▶ TEXT BLOCK
----------------

What's Tony Thinking

When Not Hopeful, Be Stubborn

Share!

The third book in our book group’s Climate Change series was Hurricane Lizards and Plastic Squid by the Pacific Northwest author, Thor Hanson. It’s a terrific read and I encourage you to check it out.

Through a personal connection between a member of our book group and the author, we were able to zoom Hanson in for a portion of our recent gathering. When asked the inevitable question about where he finds hope in the face of the challenges of something so big as climate change, Hanson invoked his Norwegian heritage. “Well, I’m a Norwegian, so if I’m not feeling all that hopeful at any given moment, I can at least be stubborn.”

It was a clever quip, but also a down-to-earth profundity. Sometimes, in all sorts of situations, we get discouraged. We may not — on any given day — brim with hope. But we can be stubborn. We can keep at it, whatever it may be: whether trying to combat climate change, showing up for work and family, advocating for a long-shot candidate we believe in, staying at some project or endeavor in our church or community or just making sure we get to the gym or say our prayers. Persistence cannot be underrated.

----------------

▶ ENTRIES SHOWN
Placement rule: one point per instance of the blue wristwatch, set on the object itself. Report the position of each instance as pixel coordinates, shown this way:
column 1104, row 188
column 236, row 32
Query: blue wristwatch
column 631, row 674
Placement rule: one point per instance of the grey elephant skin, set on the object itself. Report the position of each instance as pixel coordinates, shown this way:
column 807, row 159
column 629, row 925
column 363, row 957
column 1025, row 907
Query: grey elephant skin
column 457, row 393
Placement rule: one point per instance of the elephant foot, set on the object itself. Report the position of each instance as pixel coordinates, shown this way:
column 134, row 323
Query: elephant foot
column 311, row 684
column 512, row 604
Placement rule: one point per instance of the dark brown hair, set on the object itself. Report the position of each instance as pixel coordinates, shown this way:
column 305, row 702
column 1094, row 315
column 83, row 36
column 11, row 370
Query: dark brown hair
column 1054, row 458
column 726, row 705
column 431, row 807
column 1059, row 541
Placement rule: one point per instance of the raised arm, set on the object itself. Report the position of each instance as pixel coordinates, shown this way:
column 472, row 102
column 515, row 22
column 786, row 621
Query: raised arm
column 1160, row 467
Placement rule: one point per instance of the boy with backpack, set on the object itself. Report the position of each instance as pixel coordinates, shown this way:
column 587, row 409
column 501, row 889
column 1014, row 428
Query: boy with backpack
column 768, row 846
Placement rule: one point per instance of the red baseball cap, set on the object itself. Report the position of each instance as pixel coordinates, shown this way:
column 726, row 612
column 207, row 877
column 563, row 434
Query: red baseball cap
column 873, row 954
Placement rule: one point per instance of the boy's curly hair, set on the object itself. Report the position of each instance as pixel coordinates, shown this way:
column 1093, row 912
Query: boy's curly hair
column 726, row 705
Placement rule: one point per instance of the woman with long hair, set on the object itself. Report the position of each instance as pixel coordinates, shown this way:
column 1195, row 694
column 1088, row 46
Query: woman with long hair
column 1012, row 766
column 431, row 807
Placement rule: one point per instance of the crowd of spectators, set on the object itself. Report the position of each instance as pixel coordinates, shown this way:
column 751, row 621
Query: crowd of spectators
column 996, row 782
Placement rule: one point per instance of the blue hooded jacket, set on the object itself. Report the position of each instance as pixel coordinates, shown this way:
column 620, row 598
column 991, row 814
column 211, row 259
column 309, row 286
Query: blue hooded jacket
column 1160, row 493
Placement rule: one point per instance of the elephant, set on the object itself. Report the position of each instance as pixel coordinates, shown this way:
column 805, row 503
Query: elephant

----------------

▶ DIRECTIONS
- a) Answer these from the post on being stubborn when not hopeful:
(i) Which book was the third in the book group's Climate Change series?
(ii) What heritage did Hanson invoke when asked where he finds hope?
(iii) What does the writer say cannot be underrated?
- b) Render this sentence from the post on being stubborn when not hopeful in Spanish: "It was a clever quip, but also a down-to-earth profundity."
- c) Please carry on the post on being stubborn when not hopeful from its last sentence.

▶ RESULTS BY TASK
- a)
(i) Hurricane Lizards and Plastic Squid
(ii) His Norwegian heritage
(iii) Persistence

- b) Fue una ocurrencia ingeniosa, pero también una reflexión profunda con los pies en la tierra.

- c)
Hurricane Lizards and Plastic Squid may seem an odd title, but it works as Hanson, who lives on San Juan Island, describes how different species are adapting to climate change brought on by human introduction of too much carbon into earth’s atmosphere through the use of fossil fuels. Some lizards manage to hang on, literally, amid intensifying hurricanes by evolving larger toe pads. Plastic squid doesn’t refer to the plastic in the oceans, but to the “plasticity” of squid who are adjusting to warming oceans by also evolving how and where they live.

They are among many species that are doing the best they can to respond to a warming atmosphere. Their adaptations are happening all around us, often in our own back yards, both literal or metaphorical. Hanson groups the responses of a host of species under four headings: move, adapt, evolve and take refuge. He looks at an amazing variety of species, from the Golden-Crowned Kinglet, a little bird once resident on San Juan which has now moved north to cooler climes, to grizzly bears who call off their usual salmon catch early because prized, high-carb content berries are ripening earlier. Leaving salmon behind the bears are heading to the hills for the sugar in the berries that will help them make it through their long hibernation.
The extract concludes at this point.